═════ Quoted text ═════

The Union Government levies the Central Excise Duty, and the Constitution of India vests the power to levy such tax on the Central Government. Under entry number 84 of the Union List, the Constitution of India provides for levying excise duties on goods manufactured and produced in India under the seventh schedule. The central excise duty is levied on every produced well in India except:
- Alcoholic Liquor on human Consumption.
- Opium, Indian Hemp and narcotic drugs and narcotics
Features of Central Excise Duty
- It is an indirect tax.
- It is levied on all excisable goods produced in India. But, it does not include the goods produced in the special economic zones.
- The Central Excise Tariff Act, 1985, specifies the excisable goods.
- It is levied and collected uniformly throughout India and done per the provision of the Central Excise Act, 1944.
- Taxable events of the Central Excise is the manufacture or production of the goods.
- Though the taxable event is manufacture or production, the payment occurs when the goods are removed or cleared from the factory.
- The manufacturer of excisable goods pays the excise duty except in the case of reverse charge.

═════ Available data ═════

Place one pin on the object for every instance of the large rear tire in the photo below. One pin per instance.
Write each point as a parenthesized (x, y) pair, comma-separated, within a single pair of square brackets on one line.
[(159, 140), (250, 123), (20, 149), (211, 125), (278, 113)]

═════

### Task list
[A] In the passage on central excise duty, list every feature given under the heading "Features of Central Excise Duty."
[B] Transcribe the passage on central excise duty from "- Taxable events" up to and including "of reverse charge.".
[C] Answer these questions from the passage on central excise duty:
(i) Under which entry number of the Union List does the Constitution of India provide for levying excise duties?
(ii) Which act specifies the excisable goods?
(iii) When does payment of the duty occur?

### Exercise solutions
[A]
- It is an indirect tax.
- It is levied on all excisable goods produced in India. But, it does not include the goods produced in the special economic zones.
- The Central Excise Tariff Act, 1985, specifies the excisable goods.
- It is levied and collected uniformly throughout India and done per the provision of the Central Excise Act, 1944.
- Taxable events of the Central Excise is the manufacture or production of the goods.
- Though the taxable event is manufacture or production, the payment occurs when the goods are removed or cleared from the factory.
- The manufacturer of excisable goods pays the excise duty except in the case of reverse charge.

[B]
- Taxable events of the Central Excise is the manufacture or production of the goods.
- Though the taxable event is manufacture or production, the payment occurs when the goods are removed or cleared from the factory.
- The manufacturer of excisable goods pays the excise duty except in the case of reverse charge.

[C]
(i) Entry number 84.
(ii) The Central Excise Tariff Act, 1985.
(iii) When the goods are removed or cleared from the factory.